== Отрывок

«Разговорчики с Эйфелевой башней» — совсем о другом:
Я жду,
пока,
подняв резную главку,
домовьей слежкою умаяна,
ко мне,
большевику,
на явку
выходит Эйфелева из тумана.
— Т-ш-ш-ш,
башня,
тише шлепайте! —
увидят! —
луна — гильотинная жуть.
Я вот что скажу
(пришипилился в шепоте,
ей
в радиоухо
шепчу,
жужжу):
— Я разагитировал вещи и здания.
Мы —
только согласия вашего ждем.
Башня —
хотите возглавить восстание?
Башня —
мы
вас выбираем вождем!..
Метро согласились,
метро со мною —
они
из своих облицованных нутр
публику выплюют —
кровью смоют
со стен
плакаты духов и пудр…
Башня —
улиц не бойтесь!
Если
метро не выпустит уличный грунт —
грунт
исполосуют рельсы.
Я подымаю рельсовый бунт.
«Письмо…» — о любви, как всегда у Маяковского, трагической, неразделенной.
«Разговорчики…» — о восстании вещей, о бунте, который в случае удачи, как мы знаем, меняет свое название. То есть — о революции.
Казалось бы, что общего может быть между этими двумя стихотворениями?
Общее, однако, есть.
Начать с того, что ожидаемая поэтом тайная его встреча с Эйфелевой башней, само его ожидание этой встречи наводит на мысль скорее о любовном свидании, нежели о «явочной» встрече двух революционеров-заговорщиков.
С первых же строк стихотворения с всегдашней пронзительностью и силой звучит тут старая, вечная его лирическая тема:
Обшаркан мильоном ног.
Исшаркан тыщей шин.
Я борозжу Париж —
до жути одинок,
до жути ни лица,
до жути ни души.
Вокруг меня —
авто фантастят танец,
вокруг меня —
из зверорыбьих морд —
еще с Людовиков
свистит вода, фонтанясь.
Я выхожу
на Place de la Concorde.
С другой стороны — и в «Письме Татьяне Яковлевой», в этом интимном любовном послании ему б «опять знамена простирать»:
В поцелуе рук ли,
губ ли,
в дрожи тела
близких мне
красный
цвет
моих республик
тоже
должен
пламенеть…
Ревность,
жены,
слезы…
ну их! —
вспухнут веки,
впору Вию.
Я не сам,
а я
ревную
за Советскую Россию.
А дальше сходство между этими двумя — такими разными! — стихотворениями становится все поразительнее.
В «Разговорчиках с Эйфелевой башней»:
Идемте, башня!

====
== Исходные материалы

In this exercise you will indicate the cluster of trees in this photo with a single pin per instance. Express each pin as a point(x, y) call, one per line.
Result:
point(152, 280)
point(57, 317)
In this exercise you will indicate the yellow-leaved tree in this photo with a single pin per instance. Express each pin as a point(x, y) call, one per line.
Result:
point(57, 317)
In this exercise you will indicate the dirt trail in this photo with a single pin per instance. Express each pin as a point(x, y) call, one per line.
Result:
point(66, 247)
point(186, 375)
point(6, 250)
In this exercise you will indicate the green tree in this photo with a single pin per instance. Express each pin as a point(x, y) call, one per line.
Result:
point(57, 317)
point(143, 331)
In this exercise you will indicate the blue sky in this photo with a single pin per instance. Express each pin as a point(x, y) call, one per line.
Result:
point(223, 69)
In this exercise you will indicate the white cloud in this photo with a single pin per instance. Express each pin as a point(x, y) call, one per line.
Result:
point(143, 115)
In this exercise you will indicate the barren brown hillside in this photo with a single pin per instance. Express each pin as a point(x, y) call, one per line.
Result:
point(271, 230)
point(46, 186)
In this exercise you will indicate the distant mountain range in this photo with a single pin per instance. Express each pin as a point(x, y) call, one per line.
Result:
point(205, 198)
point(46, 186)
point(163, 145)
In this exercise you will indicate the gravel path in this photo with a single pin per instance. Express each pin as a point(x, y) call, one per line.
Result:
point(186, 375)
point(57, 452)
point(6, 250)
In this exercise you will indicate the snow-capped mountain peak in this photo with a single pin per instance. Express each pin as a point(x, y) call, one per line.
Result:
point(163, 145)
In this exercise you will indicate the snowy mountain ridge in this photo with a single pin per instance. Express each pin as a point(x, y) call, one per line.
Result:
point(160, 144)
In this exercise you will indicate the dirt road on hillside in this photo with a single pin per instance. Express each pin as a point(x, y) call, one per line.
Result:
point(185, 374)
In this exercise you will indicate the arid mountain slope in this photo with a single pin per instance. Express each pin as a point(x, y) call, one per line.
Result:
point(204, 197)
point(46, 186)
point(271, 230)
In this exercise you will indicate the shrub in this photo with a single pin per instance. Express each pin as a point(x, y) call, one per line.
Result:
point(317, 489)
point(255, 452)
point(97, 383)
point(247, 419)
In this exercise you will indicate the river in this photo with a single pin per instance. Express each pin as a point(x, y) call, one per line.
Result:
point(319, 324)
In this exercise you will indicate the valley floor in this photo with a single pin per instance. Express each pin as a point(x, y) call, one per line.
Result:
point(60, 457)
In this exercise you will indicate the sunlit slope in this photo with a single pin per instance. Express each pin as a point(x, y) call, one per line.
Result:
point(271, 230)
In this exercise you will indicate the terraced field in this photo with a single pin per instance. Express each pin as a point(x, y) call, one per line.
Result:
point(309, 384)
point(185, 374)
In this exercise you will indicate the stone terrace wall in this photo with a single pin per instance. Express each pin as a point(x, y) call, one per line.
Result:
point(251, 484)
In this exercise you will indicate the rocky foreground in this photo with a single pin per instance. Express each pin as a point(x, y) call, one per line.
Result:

====

О чем, по словам отрывка, стихотворение «Письмо…»?

Решение задания ::
Оно о любви, как всегда у Маяковского, трагической и неразделенной.